**ASSIGNMENT**
Copy out word for word the line with "Annotation guideline: for each instance of the wooden" and the lines that follow it in the listing below, up to the final one.

**SOURCE MATERIAL**
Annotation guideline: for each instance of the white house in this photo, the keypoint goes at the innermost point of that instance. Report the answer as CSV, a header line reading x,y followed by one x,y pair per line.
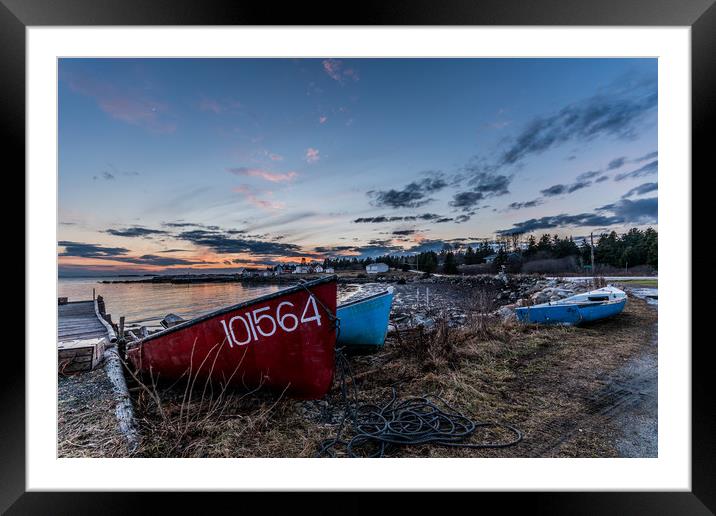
x,y
375,268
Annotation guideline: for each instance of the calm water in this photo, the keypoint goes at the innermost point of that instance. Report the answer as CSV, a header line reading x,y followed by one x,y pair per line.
x,y
147,303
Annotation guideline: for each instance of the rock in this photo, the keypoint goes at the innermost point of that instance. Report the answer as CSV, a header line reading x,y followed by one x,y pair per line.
x,y
506,313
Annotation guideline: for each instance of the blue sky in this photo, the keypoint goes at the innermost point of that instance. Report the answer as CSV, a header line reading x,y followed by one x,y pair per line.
x,y
216,163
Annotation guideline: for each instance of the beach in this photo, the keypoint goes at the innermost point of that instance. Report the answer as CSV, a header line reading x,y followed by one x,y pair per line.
x,y
573,391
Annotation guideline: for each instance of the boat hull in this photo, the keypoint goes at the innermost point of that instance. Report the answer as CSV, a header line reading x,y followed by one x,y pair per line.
x,y
364,323
582,308
283,341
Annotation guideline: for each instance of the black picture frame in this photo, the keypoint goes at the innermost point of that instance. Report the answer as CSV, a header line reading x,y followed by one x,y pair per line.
x,y
700,15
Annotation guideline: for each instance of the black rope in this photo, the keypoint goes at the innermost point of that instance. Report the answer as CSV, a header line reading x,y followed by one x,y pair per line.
x,y
427,419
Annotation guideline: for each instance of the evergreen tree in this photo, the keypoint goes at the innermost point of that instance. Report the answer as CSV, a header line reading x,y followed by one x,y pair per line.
x,y
450,267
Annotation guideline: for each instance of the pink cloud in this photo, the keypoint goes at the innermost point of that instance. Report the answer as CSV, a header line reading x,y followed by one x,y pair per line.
x,y
129,107
274,177
217,107
312,155
250,196
334,69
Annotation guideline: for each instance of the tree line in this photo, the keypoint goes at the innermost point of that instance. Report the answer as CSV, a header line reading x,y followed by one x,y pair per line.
x,y
630,249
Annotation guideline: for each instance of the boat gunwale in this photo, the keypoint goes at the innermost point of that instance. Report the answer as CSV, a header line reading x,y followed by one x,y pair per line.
x,y
578,304
222,311
389,291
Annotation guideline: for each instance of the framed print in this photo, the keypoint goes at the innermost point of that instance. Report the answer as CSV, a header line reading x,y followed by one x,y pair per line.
x,y
417,252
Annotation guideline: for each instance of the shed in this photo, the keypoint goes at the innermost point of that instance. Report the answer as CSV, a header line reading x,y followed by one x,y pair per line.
x,y
375,268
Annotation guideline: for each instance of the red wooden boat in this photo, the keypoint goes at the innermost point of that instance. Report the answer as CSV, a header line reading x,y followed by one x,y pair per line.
x,y
281,341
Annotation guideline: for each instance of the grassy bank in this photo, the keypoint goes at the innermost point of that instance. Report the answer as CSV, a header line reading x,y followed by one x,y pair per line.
x,y
644,283
545,381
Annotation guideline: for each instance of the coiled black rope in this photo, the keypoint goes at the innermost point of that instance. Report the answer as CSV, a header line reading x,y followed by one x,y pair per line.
x,y
427,419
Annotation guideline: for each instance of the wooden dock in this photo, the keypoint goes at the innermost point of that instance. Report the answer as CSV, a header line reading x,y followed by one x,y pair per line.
x,y
82,335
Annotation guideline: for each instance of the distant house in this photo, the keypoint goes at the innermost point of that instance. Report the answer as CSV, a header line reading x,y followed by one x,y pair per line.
x,y
375,268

**ANSWER TO THIS PROBLEM**
Annotation guideline: for each instance of the wooden dock in this photo, the keypoint goes at the innermost point of that instance. Report the answer as CSV, a header line reading x,y followed by one x,y pair per line.
x,y
82,335
Annotation guideline: for each instance of the distant house in this photo, the keypoint goes at the innermost point of that instance. Report the answer as CSV, a header line reading x,y followed by one x,y pair per line.
x,y
375,268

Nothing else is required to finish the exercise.